Saved entries
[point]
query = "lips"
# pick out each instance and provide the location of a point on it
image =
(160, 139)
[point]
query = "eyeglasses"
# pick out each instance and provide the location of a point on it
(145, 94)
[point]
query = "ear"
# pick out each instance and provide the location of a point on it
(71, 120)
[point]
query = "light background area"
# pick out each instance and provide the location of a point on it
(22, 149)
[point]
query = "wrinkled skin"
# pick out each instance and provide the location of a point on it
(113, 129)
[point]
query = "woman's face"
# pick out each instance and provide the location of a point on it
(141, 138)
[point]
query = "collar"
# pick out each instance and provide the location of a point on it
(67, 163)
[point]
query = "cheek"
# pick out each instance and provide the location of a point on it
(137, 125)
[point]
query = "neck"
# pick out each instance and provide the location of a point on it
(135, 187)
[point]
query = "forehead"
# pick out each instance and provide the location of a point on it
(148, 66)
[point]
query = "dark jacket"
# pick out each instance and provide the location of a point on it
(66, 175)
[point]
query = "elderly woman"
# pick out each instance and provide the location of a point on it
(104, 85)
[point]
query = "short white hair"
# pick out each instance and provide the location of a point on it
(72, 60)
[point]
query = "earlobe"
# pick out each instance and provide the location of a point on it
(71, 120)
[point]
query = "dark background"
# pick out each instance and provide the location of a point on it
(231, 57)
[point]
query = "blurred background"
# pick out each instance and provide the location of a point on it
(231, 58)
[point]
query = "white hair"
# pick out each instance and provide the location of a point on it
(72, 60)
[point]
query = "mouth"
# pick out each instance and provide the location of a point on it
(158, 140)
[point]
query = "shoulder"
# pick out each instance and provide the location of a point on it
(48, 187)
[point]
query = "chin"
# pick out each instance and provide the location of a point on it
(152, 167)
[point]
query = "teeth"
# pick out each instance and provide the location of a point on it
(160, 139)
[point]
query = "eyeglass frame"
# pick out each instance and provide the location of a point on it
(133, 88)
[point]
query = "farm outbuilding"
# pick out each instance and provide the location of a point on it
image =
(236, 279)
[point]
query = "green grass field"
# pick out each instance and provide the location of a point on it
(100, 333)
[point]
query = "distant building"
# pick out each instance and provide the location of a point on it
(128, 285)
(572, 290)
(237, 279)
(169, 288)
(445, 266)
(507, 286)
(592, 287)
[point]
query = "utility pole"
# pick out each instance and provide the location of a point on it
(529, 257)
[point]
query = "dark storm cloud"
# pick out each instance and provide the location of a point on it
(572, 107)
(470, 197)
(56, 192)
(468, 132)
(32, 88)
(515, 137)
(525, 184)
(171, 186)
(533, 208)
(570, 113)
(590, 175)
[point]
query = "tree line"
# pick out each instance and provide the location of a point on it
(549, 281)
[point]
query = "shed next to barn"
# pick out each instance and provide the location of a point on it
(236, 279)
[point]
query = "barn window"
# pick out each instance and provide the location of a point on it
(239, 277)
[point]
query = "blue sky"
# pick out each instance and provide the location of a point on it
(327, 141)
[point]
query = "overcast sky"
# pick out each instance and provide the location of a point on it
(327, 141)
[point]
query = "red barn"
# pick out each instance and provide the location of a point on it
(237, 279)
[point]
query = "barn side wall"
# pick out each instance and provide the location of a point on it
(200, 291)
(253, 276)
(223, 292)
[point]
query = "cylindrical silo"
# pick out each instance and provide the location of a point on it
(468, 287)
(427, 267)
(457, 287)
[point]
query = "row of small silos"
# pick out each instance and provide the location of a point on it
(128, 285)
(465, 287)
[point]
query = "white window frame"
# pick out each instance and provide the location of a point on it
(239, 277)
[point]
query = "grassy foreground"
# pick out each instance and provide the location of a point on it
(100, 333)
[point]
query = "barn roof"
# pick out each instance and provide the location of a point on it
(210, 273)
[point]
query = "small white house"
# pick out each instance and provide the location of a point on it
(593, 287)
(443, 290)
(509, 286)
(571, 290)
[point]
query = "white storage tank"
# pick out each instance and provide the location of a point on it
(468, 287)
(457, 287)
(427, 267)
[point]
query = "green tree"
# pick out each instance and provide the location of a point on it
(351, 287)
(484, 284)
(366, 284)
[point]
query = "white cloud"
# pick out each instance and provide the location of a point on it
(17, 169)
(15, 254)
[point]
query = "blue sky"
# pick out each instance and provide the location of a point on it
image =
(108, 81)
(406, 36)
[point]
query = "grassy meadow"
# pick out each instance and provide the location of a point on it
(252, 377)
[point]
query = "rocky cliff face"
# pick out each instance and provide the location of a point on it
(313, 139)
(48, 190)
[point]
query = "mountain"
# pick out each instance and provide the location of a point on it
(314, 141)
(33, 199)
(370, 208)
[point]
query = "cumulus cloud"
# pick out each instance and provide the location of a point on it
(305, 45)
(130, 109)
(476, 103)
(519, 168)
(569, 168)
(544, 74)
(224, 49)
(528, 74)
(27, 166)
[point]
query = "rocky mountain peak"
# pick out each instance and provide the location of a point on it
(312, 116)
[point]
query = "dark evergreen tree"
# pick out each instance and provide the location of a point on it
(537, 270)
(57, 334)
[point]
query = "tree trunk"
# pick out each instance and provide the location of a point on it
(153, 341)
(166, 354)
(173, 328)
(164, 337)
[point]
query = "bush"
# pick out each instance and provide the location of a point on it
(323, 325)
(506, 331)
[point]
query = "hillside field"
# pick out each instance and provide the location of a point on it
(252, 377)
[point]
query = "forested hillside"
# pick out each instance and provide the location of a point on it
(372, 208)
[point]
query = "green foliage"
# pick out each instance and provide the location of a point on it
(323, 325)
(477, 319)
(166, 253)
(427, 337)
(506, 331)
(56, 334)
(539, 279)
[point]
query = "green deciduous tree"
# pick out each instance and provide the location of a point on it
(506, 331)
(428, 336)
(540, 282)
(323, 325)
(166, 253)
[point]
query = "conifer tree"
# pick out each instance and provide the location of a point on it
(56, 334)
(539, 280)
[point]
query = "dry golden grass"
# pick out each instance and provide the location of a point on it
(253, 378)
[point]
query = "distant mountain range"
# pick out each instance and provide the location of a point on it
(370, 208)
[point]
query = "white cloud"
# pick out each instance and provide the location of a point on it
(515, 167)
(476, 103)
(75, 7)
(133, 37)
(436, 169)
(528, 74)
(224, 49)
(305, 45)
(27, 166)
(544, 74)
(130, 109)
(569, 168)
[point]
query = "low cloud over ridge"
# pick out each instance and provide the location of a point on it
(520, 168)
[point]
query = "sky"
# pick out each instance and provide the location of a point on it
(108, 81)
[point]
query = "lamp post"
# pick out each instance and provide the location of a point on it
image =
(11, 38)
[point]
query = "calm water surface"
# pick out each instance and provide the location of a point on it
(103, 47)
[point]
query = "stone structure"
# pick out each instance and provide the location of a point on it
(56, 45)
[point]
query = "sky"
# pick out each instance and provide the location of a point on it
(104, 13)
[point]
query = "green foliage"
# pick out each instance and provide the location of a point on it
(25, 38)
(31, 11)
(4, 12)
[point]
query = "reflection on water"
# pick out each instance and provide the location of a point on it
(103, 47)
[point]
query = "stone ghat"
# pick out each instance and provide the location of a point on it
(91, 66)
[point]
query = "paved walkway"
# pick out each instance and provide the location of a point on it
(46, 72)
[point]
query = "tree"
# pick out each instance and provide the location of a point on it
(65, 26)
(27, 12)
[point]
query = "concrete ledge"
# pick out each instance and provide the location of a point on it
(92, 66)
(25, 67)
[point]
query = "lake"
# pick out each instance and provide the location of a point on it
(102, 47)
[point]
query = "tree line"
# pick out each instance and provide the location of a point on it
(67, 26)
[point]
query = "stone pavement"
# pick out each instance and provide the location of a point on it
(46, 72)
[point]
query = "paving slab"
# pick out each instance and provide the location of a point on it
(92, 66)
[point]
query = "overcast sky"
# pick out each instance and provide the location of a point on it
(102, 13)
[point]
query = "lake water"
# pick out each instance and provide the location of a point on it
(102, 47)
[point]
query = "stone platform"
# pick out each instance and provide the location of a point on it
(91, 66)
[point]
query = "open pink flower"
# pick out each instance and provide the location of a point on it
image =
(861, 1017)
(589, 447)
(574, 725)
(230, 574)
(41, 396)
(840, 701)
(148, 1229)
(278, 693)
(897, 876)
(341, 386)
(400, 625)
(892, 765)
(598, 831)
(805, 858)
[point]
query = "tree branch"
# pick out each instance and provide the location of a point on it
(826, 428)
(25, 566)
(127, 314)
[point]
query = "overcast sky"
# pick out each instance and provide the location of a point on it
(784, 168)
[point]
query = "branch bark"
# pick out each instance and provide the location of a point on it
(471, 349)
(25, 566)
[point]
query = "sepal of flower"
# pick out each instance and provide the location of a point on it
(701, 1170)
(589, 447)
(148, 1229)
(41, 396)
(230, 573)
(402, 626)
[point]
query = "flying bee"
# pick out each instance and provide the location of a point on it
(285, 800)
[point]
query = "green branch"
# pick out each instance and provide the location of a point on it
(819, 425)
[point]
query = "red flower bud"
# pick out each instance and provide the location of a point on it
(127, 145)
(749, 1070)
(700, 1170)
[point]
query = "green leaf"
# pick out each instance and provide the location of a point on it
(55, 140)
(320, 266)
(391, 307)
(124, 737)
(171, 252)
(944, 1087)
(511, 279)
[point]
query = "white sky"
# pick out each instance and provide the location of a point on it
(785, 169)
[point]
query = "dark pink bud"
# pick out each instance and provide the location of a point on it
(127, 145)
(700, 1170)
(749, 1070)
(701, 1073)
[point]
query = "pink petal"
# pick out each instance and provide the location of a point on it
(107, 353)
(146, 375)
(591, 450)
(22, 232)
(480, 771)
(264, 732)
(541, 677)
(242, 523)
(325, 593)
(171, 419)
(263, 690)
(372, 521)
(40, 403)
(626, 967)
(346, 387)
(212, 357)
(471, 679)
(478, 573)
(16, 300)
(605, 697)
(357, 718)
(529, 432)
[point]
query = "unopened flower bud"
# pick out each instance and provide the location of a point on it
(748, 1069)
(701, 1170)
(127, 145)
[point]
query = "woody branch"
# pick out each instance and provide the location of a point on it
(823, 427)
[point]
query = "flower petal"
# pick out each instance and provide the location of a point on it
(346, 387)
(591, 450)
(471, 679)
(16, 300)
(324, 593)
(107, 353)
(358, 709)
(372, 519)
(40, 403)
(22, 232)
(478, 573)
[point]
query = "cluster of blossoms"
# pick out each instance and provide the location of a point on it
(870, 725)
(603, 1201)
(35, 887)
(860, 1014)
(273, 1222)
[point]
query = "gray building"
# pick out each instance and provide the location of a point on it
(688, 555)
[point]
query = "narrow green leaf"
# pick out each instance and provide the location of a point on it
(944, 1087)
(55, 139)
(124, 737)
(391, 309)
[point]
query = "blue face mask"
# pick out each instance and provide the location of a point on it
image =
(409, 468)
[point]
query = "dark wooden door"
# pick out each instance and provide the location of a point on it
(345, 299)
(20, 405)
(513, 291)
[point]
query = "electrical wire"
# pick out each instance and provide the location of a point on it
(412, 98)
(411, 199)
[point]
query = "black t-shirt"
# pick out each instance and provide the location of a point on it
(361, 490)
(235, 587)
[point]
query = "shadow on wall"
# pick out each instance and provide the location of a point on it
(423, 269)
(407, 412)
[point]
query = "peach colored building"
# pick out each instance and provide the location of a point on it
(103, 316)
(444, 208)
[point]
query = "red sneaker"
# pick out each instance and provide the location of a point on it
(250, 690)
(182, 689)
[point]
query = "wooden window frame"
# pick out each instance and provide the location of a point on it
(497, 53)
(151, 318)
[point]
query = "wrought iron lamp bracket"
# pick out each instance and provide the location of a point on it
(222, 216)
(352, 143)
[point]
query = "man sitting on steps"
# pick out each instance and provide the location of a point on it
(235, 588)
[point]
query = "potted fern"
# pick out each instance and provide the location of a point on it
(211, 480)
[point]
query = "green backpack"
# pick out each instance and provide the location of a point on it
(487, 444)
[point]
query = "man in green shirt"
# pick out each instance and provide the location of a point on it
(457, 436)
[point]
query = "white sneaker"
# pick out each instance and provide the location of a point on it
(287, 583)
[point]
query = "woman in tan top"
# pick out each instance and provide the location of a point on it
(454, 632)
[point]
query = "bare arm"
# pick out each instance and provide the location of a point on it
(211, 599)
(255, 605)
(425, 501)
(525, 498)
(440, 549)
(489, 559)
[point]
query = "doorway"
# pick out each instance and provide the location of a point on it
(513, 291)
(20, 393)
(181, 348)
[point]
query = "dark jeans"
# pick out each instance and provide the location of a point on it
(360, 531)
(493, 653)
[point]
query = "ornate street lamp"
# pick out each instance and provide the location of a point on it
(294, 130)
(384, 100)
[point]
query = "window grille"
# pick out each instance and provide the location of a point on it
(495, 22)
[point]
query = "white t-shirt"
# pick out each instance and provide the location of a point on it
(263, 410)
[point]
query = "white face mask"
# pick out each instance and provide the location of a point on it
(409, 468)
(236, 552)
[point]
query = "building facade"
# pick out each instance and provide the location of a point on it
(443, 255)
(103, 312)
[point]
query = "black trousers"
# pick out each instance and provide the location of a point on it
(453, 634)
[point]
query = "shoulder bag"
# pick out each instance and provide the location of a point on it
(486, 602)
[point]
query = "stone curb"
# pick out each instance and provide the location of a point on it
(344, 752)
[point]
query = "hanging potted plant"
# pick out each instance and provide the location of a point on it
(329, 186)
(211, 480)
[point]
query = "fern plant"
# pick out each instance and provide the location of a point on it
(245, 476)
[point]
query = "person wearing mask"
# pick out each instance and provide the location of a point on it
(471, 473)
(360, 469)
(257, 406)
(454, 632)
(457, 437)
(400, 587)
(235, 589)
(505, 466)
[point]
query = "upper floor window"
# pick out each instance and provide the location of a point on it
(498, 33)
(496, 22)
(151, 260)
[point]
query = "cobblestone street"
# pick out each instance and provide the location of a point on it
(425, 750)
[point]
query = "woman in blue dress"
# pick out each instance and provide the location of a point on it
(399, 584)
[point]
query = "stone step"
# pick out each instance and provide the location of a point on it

» TASK INSTRUCTIONS: Count the lines in the data above that contain the word "blue", and reply with the number alone.

» REPLY: 4